** begin **

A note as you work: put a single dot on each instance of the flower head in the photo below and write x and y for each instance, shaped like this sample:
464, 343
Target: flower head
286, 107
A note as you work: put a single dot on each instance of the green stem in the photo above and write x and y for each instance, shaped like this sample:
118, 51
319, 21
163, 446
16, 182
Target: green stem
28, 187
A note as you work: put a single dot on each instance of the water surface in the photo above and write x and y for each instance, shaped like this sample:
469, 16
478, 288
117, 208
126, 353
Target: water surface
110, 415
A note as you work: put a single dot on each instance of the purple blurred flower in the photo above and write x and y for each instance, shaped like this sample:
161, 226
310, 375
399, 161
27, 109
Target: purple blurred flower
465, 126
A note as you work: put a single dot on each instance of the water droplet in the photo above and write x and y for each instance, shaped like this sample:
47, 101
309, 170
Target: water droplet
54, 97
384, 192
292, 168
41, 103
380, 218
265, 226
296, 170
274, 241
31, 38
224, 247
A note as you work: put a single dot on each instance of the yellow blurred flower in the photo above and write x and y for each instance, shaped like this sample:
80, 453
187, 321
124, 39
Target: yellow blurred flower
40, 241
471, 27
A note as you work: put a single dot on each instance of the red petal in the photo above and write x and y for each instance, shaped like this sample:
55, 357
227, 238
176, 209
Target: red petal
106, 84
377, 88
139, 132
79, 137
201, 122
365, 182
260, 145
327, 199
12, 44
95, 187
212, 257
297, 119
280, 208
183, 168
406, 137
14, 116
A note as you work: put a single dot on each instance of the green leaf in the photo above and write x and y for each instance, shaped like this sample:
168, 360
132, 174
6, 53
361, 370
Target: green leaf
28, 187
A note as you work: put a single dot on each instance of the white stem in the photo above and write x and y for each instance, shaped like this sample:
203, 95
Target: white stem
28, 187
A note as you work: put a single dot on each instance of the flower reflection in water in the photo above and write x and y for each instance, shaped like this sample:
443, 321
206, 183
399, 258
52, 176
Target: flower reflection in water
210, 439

** end **
** begin **

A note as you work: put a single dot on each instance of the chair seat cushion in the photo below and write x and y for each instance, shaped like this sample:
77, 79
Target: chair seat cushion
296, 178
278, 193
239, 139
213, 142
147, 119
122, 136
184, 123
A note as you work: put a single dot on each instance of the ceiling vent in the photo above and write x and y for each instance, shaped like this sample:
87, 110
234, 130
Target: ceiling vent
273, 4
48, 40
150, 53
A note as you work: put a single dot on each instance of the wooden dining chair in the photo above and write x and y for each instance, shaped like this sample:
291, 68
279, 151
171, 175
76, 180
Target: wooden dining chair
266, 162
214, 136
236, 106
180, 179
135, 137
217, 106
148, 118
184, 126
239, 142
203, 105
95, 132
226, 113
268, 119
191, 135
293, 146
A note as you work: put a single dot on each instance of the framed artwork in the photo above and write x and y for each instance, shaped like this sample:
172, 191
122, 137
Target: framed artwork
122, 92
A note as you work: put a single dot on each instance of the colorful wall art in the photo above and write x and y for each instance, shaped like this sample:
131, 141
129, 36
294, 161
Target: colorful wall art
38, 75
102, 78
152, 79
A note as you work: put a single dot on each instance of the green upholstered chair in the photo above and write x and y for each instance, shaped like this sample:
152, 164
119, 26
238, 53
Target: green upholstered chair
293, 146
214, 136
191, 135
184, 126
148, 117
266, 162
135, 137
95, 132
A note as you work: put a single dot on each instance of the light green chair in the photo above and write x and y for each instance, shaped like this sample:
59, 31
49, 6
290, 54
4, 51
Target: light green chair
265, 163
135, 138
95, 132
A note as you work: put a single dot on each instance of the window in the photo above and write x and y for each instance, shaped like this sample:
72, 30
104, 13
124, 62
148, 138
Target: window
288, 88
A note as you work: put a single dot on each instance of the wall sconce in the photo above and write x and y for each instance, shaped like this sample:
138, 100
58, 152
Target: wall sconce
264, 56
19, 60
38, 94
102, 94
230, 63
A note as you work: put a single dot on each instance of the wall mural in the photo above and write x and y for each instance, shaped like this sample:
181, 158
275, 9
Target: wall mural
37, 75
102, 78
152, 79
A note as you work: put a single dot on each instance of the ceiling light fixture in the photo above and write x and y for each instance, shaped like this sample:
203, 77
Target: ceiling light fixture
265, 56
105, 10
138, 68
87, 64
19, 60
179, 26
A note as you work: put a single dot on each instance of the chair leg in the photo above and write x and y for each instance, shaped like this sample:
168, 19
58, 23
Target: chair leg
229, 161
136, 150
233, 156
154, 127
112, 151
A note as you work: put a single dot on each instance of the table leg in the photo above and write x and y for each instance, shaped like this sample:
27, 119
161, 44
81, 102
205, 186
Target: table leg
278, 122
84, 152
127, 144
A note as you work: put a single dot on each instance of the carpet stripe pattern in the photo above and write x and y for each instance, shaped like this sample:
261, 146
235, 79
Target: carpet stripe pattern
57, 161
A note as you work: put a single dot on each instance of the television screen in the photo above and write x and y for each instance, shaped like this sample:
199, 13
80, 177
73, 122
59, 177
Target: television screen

** end **

Task to carry out –
Find every line in the records above that contains the string "surface", treating uppercase and lowercase as different, and copy each of those lines.

Output below –
A note as you work: put a single dot on each instance of the water surface in the photo above and write x and y for each instance, shaped like this sample:
Target: water surface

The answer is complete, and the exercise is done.